» Task directions
Give the entries again, exactly as written.

Records provided below:

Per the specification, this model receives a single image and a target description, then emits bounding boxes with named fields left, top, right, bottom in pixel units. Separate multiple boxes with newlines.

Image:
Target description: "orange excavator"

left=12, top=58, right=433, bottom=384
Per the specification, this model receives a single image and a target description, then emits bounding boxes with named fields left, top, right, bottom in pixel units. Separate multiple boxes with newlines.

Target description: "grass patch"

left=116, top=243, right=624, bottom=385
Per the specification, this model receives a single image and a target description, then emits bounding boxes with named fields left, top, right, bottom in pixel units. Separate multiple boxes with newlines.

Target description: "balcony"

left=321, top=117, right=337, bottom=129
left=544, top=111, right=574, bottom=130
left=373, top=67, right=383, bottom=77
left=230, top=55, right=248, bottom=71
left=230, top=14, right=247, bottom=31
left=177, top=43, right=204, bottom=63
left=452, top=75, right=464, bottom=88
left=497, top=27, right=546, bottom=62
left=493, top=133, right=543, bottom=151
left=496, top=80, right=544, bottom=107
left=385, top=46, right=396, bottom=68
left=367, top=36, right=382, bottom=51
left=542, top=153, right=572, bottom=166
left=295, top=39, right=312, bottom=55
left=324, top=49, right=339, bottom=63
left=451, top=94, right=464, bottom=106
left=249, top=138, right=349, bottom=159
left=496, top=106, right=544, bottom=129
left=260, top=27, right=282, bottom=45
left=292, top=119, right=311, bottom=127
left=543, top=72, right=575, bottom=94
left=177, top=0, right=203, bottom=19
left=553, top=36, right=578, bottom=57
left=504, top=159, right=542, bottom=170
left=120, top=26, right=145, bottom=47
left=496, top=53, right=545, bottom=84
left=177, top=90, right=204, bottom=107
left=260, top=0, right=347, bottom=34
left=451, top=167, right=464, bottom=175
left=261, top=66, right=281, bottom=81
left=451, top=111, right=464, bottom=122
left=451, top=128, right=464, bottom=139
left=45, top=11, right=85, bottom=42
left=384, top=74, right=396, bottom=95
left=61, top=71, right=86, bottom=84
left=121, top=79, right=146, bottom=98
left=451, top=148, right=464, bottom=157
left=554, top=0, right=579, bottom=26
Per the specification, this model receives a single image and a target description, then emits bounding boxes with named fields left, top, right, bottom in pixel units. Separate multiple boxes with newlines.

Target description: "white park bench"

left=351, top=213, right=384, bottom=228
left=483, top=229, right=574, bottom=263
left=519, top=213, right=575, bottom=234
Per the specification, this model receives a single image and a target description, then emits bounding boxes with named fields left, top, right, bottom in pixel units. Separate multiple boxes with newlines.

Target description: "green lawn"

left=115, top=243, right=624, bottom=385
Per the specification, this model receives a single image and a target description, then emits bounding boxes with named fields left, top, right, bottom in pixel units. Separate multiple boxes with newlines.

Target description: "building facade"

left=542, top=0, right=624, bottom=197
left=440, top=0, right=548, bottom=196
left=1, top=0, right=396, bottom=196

End of Records provided.

» Task result
Per the specification, this model receives a single image and a target description, then emits bounding boxes with named fields left, top, right, bottom in pixel units. Separate multiple boxes with newlines.

Image:
Target description: "orange excavator"

left=12, top=58, right=433, bottom=384
Per the specification, this model receives a single image and a target description, then emits bounding boxes with named fields left, top, right, bottom in pixel units. Separate multiple boxes with newlines.

Target description: "grass patch"

left=116, top=243, right=624, bottom=385
Per the specification, this model receives a single image and a target description, then emits bounding boxes with named fields left, top, right, bottom in pixel units. Separate multiple boxes with newlines.

Target description: "balcony"

left=321, top=117, right=337, bottom=129
left=544, top=111, right=574, bottom=130
left=373, top=67, right=383, bottom=77
left=230, top=55, right=248, bottom=71
left=230, top=14, right=247, bottom=31
left=177, top=43, right=204, bottom=63
left=452, top=75, right=464, bottom=88
left=497, top=27, right=546, bottom=62
left=493, top=133, right=543, bottom=151
left=496, top=80, right=544, bottom=107
left=385, top=46, right=396, bottom=68
left=367, top=36, right=382, bottom=51
left=542, top=153, right=572, bottom=166
left=295, top=39, right=312, bottom=55
left=324, top=49, right=339, bottom=63
left=451, top=94, right=464, bottom=106
left=249, top=138, right=349, bottom=159
left=496, top=106, right=544, bottom=129
left=260, top=27, right=282, bottom=45
left=292, top=119, right=311, bottom=127
left=543, top=72, right=575, bottom=94
left=177, top=0, right=203, bottom=19
left=553, top=36, right=578, bottom=57
left=504, top=159, right=542, bottom=170
left=120, top=26, right=145, bottom=47
left=496, top=53, right=545, bottom=84
left=177, top=90, right=204, bottom=107
left=260, top=0, right=347, bottom=34
left=451, top=167, right=464, bottom=175
left=261, top=66, right=281, bottom=81
left=451, top=111, right=464, bottom=122
left=451, top=128, right=464, bottom=139
left=45, top=11, right=85, bottom=42
left=384, top=74, right=396, bottom=95
left=61, top=71, right=86, bottom=84
left=121, top=79, right=146, bottom=98
left=451, top=148, right=464, bottom=157
left=554, top=0, right=579, bottom=26
Per the specification, this model receives a single image and a target description, then emits bounding boxes with named fields left, top, right, bottom in pixel units. Separate multiple boxes with newlines.

Target description: "white park bench"

left=351, top=213, right=384, bottom=228
left=483, top=229, right=574, bottom=263
left=519, top=213, right=575, bottom=234
Per the specification, this model receives a single image and a target description, then emits bounding boxes with named fields left, top, right, bottom in pixel units. Separate multiple boxes with newlines.

Target description: "green lawn"

left=115, top=243, right=624, bottom=385
Per the specification, this model receives a single image and a target description, then emits bounding boxes with named fields left, top, right, bottom in pixel units. Separate multiple boxes with newlines.

Target description: "building facade"

left=542, top=0, right=624, bottom=197
left=440, top=0, right=548, bottom=196
left=1, top=0, right=396, bottom=196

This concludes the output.